* BEGIN *

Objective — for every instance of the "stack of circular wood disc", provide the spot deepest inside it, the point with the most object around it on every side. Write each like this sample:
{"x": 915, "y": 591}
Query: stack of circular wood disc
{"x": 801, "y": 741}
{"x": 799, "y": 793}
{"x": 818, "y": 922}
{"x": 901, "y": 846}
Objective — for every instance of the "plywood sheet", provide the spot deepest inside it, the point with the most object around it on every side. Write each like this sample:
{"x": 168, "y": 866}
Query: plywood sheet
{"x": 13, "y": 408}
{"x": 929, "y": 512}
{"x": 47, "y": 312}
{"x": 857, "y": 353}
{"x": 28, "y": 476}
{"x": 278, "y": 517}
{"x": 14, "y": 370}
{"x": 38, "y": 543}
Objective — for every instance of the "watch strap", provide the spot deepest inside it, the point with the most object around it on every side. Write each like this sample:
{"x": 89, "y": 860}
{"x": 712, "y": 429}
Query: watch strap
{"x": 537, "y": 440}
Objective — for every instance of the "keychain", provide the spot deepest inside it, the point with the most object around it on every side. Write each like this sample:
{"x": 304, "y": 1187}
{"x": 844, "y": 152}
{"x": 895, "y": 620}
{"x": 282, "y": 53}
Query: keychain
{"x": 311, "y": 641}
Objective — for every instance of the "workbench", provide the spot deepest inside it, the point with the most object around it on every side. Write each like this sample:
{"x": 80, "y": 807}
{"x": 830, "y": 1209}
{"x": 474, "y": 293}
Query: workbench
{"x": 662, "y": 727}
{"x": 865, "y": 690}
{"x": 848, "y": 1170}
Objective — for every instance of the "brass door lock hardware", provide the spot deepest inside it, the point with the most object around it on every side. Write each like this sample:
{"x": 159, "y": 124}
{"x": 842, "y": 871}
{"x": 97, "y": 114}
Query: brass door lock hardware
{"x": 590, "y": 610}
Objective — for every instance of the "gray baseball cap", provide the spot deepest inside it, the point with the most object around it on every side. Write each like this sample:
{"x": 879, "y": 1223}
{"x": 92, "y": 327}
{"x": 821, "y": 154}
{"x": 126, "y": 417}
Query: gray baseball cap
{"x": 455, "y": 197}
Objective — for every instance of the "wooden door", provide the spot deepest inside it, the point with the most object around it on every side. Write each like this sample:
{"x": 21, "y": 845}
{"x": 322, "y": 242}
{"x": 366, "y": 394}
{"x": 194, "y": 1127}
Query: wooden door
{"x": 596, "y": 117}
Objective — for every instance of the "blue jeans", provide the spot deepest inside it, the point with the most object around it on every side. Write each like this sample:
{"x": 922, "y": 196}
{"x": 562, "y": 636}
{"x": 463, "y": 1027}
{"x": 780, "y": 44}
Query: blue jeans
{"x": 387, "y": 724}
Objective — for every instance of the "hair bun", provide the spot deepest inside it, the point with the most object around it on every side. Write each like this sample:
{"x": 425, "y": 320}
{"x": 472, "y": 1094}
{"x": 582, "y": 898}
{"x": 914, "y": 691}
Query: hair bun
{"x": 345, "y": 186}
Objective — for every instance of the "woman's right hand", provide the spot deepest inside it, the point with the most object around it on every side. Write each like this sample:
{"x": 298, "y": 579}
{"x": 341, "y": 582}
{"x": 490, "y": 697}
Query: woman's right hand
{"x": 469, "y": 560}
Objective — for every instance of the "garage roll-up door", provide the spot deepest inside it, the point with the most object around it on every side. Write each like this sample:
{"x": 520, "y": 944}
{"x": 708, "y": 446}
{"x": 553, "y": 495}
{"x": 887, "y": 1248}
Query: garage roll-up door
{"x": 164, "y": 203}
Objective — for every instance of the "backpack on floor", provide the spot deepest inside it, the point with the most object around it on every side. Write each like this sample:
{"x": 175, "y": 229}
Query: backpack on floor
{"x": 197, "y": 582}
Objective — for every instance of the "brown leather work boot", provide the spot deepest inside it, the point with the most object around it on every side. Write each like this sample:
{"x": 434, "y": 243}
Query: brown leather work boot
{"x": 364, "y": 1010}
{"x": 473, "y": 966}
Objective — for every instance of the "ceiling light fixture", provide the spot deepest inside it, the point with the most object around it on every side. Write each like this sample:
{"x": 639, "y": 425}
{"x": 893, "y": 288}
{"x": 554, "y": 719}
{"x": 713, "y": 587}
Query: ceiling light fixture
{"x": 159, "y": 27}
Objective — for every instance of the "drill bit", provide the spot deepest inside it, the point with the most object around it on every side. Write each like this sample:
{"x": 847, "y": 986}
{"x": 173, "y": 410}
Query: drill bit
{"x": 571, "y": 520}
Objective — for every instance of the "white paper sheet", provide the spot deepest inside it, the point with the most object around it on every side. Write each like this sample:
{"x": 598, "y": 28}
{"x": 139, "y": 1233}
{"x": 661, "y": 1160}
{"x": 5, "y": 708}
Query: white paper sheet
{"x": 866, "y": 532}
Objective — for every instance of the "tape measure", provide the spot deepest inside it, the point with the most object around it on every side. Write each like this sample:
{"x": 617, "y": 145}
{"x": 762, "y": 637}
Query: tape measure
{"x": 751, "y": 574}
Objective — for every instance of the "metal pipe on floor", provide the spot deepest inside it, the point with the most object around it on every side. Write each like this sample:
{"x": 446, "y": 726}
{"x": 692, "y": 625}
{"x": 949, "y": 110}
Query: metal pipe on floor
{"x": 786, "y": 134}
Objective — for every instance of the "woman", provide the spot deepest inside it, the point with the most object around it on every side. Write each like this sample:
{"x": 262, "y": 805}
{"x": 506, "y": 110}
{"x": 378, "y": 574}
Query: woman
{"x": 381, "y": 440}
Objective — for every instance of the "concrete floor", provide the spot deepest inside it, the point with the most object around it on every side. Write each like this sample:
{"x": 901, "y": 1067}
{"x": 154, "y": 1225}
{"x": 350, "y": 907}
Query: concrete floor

* END *

▸ **Aim of the task**
Pick out and copy every line of the data above that contains the string "hand". Case counts: a match must agree in capitalization as well as in spelling.

▸ **Solution to the problem**
Objective — for every instance of the "woman's right hand", provide the spot deepest inside it, the point with the most object around it on every side. Write each like this sample:
Query: woman's right hand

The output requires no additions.